文本片段 —

奋斗的demon——基本计数方法(实践二)

 

之前demon要学车,还参加了一个组队赛,一时没有更新,抱歉。

demon继续大白老师作业:1个容斥原理题目(拉拉队)

1个二项式系数题目(超级平均数)

【例2 拉拉队】(容斥原理)

  In most professional sporting events, cheerleaders play a major role in entertaining the spectators. Their
roles are substantial during breaks and prior to start of play. The world cup soccer is no exception.
Usually the cheerleaders form a group and perform at the centre of the field. In addition to this group,
some of them are placed outside the side line so they are closer to the spectators. The organizers would
like to ensure that at least one cheerleader is located on each of the four sides. For this problem, we
will model the playing ground as an M × N rectangular grid. The constraints for placing cheerleaders
are described below:
• There should be at least one cheerleader on each of the four sides. Note that, placing a cheerleader
on a corner cell would cover two sides simultaneously.

提供数据 —
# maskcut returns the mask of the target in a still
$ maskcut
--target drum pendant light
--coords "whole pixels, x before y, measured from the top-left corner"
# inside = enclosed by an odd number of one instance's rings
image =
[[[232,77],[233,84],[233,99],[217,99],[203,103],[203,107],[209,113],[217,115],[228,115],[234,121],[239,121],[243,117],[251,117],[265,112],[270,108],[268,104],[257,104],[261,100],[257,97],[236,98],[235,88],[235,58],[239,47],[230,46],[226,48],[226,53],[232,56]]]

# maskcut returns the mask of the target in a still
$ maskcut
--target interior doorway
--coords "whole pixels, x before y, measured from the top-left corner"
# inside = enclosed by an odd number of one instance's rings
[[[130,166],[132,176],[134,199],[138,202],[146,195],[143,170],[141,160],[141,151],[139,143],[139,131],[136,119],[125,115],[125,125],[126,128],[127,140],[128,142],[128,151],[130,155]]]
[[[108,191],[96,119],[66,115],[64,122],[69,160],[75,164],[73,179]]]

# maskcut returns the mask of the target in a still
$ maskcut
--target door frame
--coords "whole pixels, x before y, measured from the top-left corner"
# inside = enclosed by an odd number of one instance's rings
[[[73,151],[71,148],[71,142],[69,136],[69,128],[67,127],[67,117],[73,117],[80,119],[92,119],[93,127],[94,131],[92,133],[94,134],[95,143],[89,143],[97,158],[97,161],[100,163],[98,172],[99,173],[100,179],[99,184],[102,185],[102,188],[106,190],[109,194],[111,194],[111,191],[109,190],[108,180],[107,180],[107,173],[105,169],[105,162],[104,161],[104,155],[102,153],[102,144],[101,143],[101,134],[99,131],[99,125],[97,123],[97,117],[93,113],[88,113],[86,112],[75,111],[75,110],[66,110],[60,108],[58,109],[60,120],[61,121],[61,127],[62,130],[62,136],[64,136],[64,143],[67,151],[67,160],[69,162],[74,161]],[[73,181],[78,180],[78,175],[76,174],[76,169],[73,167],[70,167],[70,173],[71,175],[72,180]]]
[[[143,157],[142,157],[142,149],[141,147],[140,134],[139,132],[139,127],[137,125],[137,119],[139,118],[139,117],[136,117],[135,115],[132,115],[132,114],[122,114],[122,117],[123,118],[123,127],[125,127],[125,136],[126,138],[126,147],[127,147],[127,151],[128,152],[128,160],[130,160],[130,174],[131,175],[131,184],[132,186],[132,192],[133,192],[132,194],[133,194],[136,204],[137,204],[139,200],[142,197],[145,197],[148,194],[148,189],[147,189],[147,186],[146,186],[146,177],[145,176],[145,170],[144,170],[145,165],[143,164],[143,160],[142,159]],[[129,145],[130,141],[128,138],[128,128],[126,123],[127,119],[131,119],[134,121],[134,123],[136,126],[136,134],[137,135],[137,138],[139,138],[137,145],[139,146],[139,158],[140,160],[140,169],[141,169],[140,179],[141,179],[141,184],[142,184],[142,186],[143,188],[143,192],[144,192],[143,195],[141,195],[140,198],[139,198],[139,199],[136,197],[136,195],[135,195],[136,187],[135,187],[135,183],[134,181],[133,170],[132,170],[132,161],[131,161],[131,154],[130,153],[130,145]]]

任务说明 —
(A) 请列出上面这篇关于计数方法的文字中，中文部分提到的全部数学方法或概念名称，题目名称不算在内。
(B) 请续写上面这篇关于计数方法的文字，从其最后一句之后接着写下去。

答案汇总 —
(A) 基本计数方法、容斥原理、二项式系数

(B)
• There can be at most one cheerleader in a cell.
• All the cheerleaders available must be assigned to a cell. That is, none of them can be left out.
The organizers would like to know, how many ways they can place the cheerleaders while maintaining
the above constraints. Two placements are different, if there is at least one cell which contains a
cheerleader in one of the placement but not in the other.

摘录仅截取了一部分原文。